■ What the exercise asks:
Copy out, word for word, the passage of the polyketide abstract that runs from "Here we show" down to "257(2): p. 395-402.".

Cell free production of polyketide building blocks


Sandra Hoefgen Vito Valiante
Leibniz Research Group Biobricks of Microbial Natural Product Syntheses, Leibniz Institute for Natural Product Research and Infection Biology – Hans Knöll Institute (HKI), Jena, Germany

Due to the more and more increasing impact of infectious diseases and multi-resistant organisms the need of new active compounds is dramatically increasing, too. Polyketides are a group of natural products that are already used as cancer therapeutics and antibiotics. They are produced in many different organisms such bacteria, fungi and plants. Genome mining approaches showed that filamentous fungi comprise the genes for the production of a high number of these molecules. But because the majority of these organisms are recalcitrant to cultivation, so far, only few of the naturally available polyketides have been fully characterized.

Polyketides are synthesized by highly complex multimodular enzymes called polyketide synthases (PKSs). Fungal PKSs predominantly use small building blocks to assemble their products. In most cases acetyl-CoA is used as starter unit which is afterwards extended by adding malonyl-CoA units or its derivatives. Since the amount of those building blocks is limiting the synthesis of the polyketides also in in vitro experiments, additionally to the PKS itself, it is necessary to build up a system for the production of those units in high amount.

Here we show the recombinant expression in E.coli and purification of a malonyl-CoA-synthetase (matB) and a malonyl-CoA decarboxylase (matA). With these highly pure and stable enzymes we are able to produce malonyl-CoA out of free CoA and malonate using matB activity and acetyl-CoA by decarboxylation of malonyl-CoA via matA activity [1]. Adding a third, commercially available enzyme, citrate synthase, we were able to set up a whole cycle of CoA consumption and recycling.

  1. An, J.H. and Y.S. Kim, A gene cluster encoding malonyl-CoA decarboxylase (MatA), malonyl-CoA synthetase (MatB) and a putative dicarboxylate carrier protein (MatC) in Rhizobium trifolii--cloning, sequencing, and expression of the enzymes in Escherichia coli. Eur J Biochem, 1998. 257(2): p. 395-402.

[Point-per-instance localization data]
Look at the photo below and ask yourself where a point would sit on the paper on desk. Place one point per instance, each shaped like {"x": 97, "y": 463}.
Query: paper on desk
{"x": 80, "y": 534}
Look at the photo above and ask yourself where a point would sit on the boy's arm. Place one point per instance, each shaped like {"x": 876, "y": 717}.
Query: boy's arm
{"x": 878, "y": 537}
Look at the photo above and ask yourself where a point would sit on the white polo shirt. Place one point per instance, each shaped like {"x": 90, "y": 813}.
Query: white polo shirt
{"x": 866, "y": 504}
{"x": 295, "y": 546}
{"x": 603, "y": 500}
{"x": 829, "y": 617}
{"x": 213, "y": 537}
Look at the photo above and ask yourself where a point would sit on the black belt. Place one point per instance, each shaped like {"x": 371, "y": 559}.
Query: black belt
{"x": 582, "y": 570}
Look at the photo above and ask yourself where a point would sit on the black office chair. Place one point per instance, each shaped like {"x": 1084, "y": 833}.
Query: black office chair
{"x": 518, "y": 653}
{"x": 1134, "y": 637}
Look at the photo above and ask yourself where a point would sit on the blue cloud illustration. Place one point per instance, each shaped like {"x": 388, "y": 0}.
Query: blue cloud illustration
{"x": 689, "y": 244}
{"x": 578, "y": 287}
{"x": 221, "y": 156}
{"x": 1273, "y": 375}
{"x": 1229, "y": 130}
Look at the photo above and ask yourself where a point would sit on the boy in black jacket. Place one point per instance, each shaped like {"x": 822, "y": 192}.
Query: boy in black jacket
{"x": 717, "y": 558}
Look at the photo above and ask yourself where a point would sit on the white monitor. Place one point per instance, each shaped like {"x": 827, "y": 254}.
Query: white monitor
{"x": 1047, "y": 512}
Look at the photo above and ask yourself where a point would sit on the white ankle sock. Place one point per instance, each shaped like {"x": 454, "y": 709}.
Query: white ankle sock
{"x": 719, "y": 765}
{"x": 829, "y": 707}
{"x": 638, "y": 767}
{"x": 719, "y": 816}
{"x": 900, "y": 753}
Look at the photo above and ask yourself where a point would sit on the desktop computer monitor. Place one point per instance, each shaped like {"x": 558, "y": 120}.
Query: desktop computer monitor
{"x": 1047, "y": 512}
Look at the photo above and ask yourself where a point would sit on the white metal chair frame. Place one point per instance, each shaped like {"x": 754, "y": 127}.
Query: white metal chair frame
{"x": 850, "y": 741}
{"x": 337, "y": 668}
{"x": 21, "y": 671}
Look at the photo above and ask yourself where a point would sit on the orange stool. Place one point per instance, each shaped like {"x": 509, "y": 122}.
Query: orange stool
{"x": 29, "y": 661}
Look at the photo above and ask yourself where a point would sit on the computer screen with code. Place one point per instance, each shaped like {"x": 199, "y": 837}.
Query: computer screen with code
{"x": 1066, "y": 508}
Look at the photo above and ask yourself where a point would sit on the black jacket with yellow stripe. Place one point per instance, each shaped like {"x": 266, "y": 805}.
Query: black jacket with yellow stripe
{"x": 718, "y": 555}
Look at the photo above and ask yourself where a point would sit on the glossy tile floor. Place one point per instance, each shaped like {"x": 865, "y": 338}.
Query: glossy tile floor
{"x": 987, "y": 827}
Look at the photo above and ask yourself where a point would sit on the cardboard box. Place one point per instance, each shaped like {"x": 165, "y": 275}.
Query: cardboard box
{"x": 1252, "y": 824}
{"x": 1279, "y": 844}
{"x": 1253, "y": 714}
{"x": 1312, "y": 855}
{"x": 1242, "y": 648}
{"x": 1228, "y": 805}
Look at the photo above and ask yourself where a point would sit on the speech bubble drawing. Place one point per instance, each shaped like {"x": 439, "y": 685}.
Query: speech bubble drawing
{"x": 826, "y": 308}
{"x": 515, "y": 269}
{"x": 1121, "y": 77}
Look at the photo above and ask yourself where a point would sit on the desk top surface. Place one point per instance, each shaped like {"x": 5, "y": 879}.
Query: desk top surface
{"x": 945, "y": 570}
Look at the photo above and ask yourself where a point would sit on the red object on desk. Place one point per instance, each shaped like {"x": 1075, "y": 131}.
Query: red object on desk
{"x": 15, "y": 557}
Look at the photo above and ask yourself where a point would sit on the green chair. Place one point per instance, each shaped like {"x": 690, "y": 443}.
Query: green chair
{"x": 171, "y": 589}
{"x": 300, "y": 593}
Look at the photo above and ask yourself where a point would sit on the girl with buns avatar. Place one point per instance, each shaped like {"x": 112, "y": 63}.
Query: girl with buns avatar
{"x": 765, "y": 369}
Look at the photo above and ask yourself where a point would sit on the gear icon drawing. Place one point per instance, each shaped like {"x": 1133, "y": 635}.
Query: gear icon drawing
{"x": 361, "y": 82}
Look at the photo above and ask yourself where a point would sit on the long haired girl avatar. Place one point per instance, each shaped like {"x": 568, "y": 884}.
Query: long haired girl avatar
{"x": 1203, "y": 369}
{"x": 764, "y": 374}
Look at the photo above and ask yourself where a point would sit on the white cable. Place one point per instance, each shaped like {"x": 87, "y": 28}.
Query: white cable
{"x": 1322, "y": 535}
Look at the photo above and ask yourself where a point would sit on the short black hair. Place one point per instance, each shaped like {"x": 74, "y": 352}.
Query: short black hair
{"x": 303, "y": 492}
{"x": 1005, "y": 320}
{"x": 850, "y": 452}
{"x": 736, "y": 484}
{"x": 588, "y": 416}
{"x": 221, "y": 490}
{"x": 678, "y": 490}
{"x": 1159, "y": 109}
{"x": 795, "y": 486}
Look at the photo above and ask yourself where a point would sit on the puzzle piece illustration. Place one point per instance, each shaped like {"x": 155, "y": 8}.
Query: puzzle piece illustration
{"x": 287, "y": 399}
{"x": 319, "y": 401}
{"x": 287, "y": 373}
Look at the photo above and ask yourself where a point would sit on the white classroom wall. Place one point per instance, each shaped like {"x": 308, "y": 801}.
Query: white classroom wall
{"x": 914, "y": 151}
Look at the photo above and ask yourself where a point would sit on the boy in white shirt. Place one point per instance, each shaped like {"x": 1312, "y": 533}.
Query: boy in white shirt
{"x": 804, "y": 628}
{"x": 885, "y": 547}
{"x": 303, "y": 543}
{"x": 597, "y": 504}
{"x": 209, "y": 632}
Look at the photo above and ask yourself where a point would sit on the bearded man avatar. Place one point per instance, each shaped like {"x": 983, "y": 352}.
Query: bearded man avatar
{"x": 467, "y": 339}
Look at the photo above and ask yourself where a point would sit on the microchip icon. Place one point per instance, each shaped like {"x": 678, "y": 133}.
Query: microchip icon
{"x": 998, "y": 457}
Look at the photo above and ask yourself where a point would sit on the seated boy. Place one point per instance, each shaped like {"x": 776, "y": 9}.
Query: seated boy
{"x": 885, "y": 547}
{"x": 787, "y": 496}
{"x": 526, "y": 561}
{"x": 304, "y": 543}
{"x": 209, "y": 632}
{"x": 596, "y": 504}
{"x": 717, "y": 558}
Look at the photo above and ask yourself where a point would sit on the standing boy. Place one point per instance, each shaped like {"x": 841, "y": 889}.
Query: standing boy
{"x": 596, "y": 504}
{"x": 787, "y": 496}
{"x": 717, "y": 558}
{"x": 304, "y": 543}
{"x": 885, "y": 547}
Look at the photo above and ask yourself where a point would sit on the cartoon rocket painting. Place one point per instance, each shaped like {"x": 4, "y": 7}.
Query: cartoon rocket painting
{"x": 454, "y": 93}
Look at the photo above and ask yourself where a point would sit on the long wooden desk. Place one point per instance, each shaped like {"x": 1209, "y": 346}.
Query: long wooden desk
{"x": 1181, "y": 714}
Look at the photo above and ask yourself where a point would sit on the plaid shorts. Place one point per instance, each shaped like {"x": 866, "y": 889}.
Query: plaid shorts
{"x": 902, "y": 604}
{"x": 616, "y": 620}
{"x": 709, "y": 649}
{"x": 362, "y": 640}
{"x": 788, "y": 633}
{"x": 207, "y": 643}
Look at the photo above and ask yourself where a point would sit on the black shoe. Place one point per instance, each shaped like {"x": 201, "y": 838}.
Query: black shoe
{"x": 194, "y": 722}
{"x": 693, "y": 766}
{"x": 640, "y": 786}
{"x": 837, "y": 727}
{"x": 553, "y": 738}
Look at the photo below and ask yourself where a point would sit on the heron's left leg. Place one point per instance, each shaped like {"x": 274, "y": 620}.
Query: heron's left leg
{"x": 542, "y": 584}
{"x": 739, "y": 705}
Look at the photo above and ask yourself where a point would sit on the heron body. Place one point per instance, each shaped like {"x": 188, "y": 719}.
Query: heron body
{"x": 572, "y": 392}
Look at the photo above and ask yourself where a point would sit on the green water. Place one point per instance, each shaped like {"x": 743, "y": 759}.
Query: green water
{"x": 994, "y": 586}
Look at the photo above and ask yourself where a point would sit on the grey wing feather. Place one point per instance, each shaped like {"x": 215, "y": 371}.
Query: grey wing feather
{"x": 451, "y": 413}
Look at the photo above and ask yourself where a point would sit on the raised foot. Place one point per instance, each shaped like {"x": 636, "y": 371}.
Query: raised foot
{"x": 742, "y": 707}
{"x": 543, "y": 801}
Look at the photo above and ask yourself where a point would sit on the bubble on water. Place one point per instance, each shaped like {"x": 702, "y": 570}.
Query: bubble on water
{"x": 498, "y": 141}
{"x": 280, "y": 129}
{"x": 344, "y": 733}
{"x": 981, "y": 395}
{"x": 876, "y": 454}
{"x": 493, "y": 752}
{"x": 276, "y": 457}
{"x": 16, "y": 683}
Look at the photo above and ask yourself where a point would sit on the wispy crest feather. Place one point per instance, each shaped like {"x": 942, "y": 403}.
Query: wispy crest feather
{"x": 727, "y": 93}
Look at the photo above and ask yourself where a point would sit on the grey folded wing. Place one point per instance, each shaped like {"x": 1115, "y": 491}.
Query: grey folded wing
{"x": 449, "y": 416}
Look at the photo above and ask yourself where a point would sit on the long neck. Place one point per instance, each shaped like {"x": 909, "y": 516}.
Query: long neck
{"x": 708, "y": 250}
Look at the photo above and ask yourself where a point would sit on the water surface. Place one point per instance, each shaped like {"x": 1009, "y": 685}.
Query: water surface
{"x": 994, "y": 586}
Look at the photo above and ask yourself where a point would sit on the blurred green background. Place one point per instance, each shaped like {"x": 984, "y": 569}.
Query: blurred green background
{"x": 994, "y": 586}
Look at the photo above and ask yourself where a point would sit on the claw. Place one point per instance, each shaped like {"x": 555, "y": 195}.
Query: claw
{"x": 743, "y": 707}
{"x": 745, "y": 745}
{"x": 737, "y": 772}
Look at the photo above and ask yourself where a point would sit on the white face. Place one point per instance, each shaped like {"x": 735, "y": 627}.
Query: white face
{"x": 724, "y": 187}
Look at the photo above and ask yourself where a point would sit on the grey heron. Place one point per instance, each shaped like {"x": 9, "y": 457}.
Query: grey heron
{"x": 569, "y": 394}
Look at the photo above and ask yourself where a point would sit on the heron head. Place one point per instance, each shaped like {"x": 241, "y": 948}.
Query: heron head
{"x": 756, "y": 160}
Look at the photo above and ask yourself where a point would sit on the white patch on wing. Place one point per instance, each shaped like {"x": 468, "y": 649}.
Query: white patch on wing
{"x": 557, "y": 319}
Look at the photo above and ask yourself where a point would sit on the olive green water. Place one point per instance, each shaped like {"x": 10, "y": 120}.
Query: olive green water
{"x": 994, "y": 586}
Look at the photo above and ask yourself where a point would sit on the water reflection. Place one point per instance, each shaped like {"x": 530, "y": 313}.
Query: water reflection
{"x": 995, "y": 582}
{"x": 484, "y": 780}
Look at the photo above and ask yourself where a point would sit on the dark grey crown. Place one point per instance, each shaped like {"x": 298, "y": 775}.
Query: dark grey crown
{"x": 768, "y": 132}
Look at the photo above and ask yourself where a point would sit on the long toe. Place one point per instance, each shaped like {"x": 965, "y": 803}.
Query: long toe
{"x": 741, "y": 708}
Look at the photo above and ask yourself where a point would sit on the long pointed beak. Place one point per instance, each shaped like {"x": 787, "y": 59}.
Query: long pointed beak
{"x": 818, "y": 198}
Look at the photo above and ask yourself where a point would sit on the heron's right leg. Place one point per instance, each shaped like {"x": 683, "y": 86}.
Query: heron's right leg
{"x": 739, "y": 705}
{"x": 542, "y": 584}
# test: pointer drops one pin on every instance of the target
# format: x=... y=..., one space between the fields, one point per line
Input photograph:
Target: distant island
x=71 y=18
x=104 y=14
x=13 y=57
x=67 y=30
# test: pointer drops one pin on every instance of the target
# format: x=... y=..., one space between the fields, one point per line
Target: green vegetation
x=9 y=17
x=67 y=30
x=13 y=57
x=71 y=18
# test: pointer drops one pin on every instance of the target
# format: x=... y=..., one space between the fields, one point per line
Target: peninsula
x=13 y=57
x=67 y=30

■ Response:
Here we show the recombinant expression in E.coli and purification of a malonyl-CoA-synthetase (matB) and a malonyl-CoA decarboxylase (matA). With these highly pure and stable enzymes we are able to produce malonyl-CoA out of free CoA and malonate using matB activity and acetyl-CoA by decarboxylation of malonyl-CoA via matA activity [1]. Adding a third, commercially available enzyme, citrate synthase, we were able to set up a whole cycle of CoA consumption and recycling.

  1. An, J.H. and Y.S. Kim, A gene cluster encoding malonyl-CoA decarboxylase (MatA), malonyl-CoA synthetase (MatB) and a putative dicarboxylate carrier protein (MatC) in Rhizobium trifolii--cloning, sequencing, and expression of the enzymes in Escherichia coli. Eur J Biochem, 1998. 257(2): p. 395-402.